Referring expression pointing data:
^^^^
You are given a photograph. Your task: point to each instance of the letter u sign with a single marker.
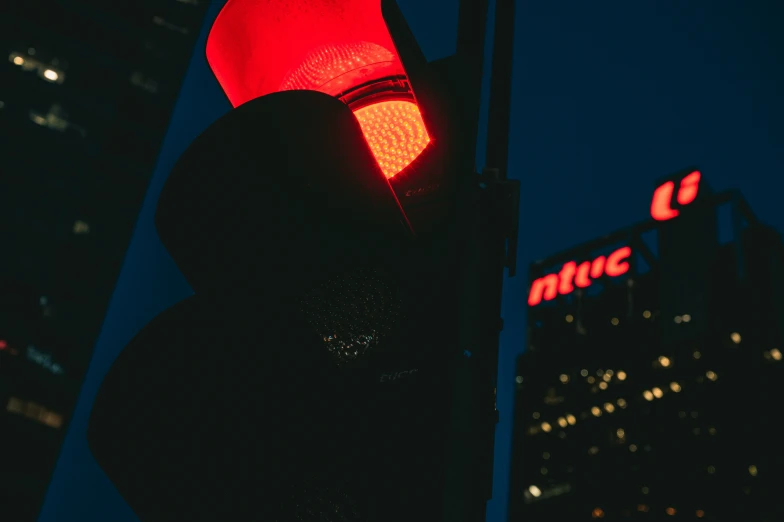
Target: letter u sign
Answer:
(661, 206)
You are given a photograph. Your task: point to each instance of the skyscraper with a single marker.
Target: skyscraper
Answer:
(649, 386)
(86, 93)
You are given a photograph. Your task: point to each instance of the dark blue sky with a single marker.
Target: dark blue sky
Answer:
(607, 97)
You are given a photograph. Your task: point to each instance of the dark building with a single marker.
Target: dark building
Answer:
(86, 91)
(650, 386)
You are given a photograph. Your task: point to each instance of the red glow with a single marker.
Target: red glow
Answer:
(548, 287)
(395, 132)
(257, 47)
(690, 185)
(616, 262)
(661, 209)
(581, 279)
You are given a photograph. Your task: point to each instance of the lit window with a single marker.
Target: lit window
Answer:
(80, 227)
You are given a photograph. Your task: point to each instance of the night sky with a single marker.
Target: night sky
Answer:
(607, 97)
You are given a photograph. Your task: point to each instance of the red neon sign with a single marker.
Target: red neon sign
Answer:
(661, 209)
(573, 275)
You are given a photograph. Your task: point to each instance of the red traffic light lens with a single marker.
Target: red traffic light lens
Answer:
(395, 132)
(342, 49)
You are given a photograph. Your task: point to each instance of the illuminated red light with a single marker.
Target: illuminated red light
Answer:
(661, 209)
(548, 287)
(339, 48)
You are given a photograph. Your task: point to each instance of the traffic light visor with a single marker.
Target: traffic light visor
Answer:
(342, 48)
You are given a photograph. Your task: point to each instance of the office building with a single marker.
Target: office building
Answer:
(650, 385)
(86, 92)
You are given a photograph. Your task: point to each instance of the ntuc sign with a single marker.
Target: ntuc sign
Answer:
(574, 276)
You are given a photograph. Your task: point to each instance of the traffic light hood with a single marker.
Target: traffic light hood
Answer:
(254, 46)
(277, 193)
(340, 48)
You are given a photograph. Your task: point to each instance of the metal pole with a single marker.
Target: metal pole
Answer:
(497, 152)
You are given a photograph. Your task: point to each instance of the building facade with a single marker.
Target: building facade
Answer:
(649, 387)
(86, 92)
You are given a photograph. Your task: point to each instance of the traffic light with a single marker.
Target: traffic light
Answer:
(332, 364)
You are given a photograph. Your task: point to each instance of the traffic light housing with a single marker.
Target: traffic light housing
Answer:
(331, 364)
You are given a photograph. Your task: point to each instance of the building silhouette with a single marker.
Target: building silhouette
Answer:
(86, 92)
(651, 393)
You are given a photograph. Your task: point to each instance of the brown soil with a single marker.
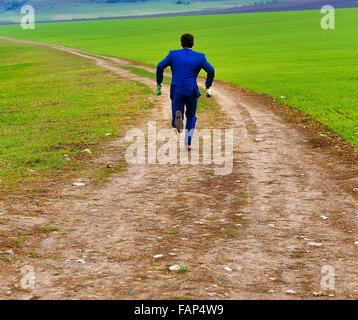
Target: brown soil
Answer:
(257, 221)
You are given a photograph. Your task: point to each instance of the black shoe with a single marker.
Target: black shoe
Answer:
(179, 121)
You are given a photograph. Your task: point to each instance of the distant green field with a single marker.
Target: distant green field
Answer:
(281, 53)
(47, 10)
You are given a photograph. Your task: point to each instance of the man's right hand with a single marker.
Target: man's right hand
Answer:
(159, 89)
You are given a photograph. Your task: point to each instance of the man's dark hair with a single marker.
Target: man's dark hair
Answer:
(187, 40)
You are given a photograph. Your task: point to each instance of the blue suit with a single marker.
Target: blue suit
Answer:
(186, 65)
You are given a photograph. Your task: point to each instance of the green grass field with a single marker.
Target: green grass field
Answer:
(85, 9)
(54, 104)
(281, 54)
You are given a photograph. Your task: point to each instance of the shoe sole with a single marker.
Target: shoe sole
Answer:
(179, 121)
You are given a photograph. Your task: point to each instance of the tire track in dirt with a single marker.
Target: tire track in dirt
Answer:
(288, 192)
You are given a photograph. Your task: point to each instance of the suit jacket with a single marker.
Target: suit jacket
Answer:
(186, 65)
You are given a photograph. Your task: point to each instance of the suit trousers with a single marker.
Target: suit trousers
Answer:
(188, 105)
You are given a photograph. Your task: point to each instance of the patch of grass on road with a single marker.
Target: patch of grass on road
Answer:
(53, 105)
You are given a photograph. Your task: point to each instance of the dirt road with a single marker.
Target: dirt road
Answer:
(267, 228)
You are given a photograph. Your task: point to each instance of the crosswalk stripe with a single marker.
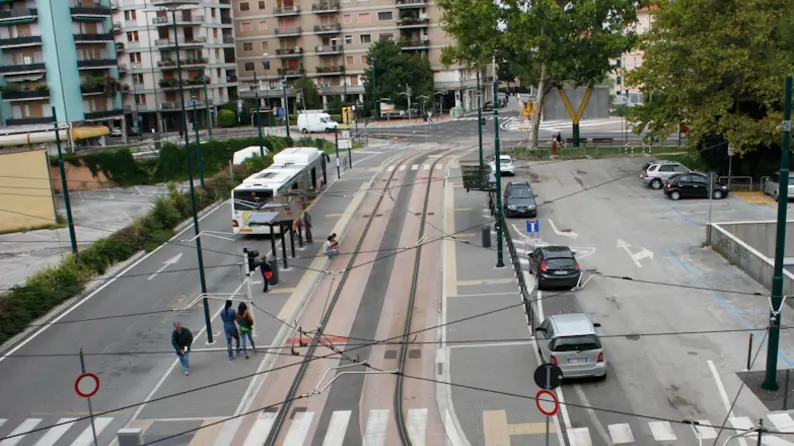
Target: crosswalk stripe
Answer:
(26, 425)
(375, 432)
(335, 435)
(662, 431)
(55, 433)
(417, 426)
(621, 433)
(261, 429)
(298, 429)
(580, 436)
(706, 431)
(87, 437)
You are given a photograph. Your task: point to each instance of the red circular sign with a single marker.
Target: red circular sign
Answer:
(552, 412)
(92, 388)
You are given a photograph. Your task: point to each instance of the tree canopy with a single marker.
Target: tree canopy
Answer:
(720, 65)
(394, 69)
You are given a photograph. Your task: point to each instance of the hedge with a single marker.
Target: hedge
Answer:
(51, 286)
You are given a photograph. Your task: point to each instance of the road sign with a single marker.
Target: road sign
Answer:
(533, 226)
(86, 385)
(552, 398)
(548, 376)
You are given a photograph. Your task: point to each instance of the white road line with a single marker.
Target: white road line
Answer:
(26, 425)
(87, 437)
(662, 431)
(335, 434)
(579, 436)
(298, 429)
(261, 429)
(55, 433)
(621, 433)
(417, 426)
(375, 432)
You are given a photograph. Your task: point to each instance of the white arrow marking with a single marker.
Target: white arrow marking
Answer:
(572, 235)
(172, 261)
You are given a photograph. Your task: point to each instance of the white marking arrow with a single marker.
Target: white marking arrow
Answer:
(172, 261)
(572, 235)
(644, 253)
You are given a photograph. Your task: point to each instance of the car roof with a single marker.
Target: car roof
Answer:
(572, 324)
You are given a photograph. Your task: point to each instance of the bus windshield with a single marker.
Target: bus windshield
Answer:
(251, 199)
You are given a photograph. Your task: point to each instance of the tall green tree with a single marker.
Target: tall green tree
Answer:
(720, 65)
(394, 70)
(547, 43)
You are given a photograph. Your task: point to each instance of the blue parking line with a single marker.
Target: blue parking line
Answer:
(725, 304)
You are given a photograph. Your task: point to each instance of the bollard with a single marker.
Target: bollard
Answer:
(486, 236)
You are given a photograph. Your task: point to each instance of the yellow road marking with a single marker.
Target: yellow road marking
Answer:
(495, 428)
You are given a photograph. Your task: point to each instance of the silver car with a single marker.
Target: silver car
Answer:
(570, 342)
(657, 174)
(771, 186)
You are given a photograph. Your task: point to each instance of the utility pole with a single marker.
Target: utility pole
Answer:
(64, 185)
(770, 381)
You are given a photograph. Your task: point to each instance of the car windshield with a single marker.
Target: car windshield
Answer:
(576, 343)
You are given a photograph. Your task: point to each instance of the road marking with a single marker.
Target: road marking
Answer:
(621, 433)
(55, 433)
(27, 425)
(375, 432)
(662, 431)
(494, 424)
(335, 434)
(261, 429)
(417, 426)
^^^^
Exercise prompt: Within the data above, the lines from the one with "circular sign with a single marker." to the one with "Target: white arrow marking" must be repeated exactly; no other line belongs in the answer.

Expected answer:
You are given a photograph. Your task: point to each instance of the red circular sign with a single marker.
Target: red circular sign
Answer:
(552, 412)
(92, 388)
You are given a photograph. Your task: point to each instance of the tree canopy with a single marker.
Target: tree canopy
Answer:
(720, 65)
(394, 69)
You are given a photograph. Your task: point to each instance of the hedge with a single marker.
Target: hedge
Answer:
(51, 286)
You are given a photograph. Your task: point to each instance of the road sign with a single marker.
Target: road sign
Answer:
(533, 226)
(86, 385)
(552, 398)
(548, 376)
You are given a photograph. Your task: point to each instance of the white road line with a single marker.
Target: white road line
Answer:
(26, 425)
(87, 437)
(662, 431)
(335, 434)
(579, 436)
(298, 429)
(261, 429)
(55, 433)
(621, 433)
(417, 426)
(375, 432)
You are given a photograph. Your task: point to each instance of the white arrow marking with a single marker.
Target: white arrow marking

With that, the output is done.